# EXERCISE TASK
Count how many lines in the entries below contain the word "short". Reply with the number alone.

>>

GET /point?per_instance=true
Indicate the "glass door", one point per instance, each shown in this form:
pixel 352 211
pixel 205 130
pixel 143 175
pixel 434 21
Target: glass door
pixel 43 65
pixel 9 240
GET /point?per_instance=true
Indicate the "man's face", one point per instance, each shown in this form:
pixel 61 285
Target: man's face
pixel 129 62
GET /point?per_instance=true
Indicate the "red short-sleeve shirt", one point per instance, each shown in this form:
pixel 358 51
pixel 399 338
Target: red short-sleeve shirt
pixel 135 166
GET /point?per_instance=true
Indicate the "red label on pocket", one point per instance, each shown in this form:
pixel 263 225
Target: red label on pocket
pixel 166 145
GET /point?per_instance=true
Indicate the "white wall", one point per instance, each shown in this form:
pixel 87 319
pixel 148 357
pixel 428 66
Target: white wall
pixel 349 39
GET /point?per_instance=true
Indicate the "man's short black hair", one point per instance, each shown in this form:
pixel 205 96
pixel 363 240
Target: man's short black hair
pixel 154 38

<<

# FINISHED TASK
4